══ Listing

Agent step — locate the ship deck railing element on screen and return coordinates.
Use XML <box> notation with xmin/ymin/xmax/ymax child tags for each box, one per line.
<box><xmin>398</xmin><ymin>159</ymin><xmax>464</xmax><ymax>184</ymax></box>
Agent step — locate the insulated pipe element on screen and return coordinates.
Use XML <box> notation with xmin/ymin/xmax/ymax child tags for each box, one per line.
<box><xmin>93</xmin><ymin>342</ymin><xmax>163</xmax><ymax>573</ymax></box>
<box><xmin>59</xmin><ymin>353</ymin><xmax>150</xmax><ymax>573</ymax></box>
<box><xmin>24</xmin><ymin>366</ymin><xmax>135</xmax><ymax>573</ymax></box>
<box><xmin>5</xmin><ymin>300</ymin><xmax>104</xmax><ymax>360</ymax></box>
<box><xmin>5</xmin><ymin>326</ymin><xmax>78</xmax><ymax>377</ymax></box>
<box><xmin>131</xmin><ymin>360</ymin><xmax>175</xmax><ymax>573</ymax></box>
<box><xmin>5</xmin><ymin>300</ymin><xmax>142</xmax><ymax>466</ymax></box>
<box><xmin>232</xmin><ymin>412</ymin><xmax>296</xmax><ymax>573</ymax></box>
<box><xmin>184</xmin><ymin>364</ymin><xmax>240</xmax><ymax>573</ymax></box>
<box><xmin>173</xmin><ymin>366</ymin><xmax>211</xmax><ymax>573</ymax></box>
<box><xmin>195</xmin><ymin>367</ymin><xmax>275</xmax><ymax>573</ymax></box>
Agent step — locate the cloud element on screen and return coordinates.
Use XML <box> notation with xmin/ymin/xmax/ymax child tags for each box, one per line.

════

- _Written task_
Lay out every line of the records above as a JSON list of strings, one string per line, leaving out blank lines.

- _Answer to this exercise_
[
  "Agent step — locate the ship deck railing element on screen and return coordinates.",
  "Use XML <box> notation with xmin/ymin/xmax/ymax child tags for each box, one per line.",
  "<box><xmin>398</xmin><ymin>159</ymin><xmax>464</xmax><ymax>184</ymax></box>",
  "Agent step — locate the insulated pipe element on screen and return coordinates.",
  "Use XML <box> notation with xmin/ymin/xmax/ymax child tags for each box, one per line.",
  "<box><xmin>93</xmin><ymin>342</ymin><xmax>163</xmax><ymax>573</ymax></box>",
  "<box><xmin>59</xmin><ymin>353</ymin><xmax>150</xmax><ymax>573</ymax></box>",
  "<box><xmin>24</xmin><ymin>366</ymin><xmax>135</xmax><ymax>573</ymax></box>",
  "<box><xmin>5</xmin><ymin>300</ymin><xmax>104</xmax><ymax>360</ymax></box>",
  "<box><xmin>5</xmin><ymin>326</ymin><xmax>78</xmax><ymax>377</ymax></box>",
  "<box><xmin>131</xmin><ymin>360</ymin><xmax>175</xmax><ymax>573</ymax></box>",
  "<box><xmin>5</xmin><ymin>300</ymin><xmax>142</xmax><ymax>466</ymax></box>",
  "<box><xmin>232</xmin><ymin>412</ymin><xmax>296</xmax><ymax>573</ymax></box>",
  "<box><xmin>184</xmin><ymin>364</ymin><xmax>240</xmax><ymax>573</ymax></box>",
  "<box><xmin>173</xmin><ymin>366</ymin><xmax>211</xmax><ymax>573</ymax></box>",
  "<box><xmin>195</xmin><ymin>367</ymin><xmax>275</xmax><ymax>573</ymax></box>",
  "Agent step — locate the cloud element on screen and return coordinates.",
  "Use XML <box> notation with xmin/ymin/xmax/ymax child tags for each box, one per line."
]